--- BEGIN Records for the task ---
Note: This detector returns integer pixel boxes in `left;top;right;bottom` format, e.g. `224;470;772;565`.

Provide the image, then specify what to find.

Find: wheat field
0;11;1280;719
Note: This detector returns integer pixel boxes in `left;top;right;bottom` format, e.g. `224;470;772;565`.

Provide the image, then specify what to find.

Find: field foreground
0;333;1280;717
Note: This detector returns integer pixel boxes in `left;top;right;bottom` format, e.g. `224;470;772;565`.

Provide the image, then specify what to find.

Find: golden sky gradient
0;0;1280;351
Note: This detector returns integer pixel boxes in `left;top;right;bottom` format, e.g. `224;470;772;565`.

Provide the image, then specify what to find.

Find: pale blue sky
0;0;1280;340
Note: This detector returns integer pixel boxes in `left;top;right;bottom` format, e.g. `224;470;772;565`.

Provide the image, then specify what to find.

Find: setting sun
--- END Records for the task ---
Starting at the beginning of the records and ending at the line that contains "0;11;1280;719", rewrite those lines as a JSON list of strings with one string per line, leaving out any blank lines.

[
  "Note: This detector returns integer pixel boxes in `left;top;right;bottom` format, e.g. `224;470;772;565`.",
  "Provide the image, then specify what to find.",
  "Find: wheat field",
  "0;11;1280;719"
]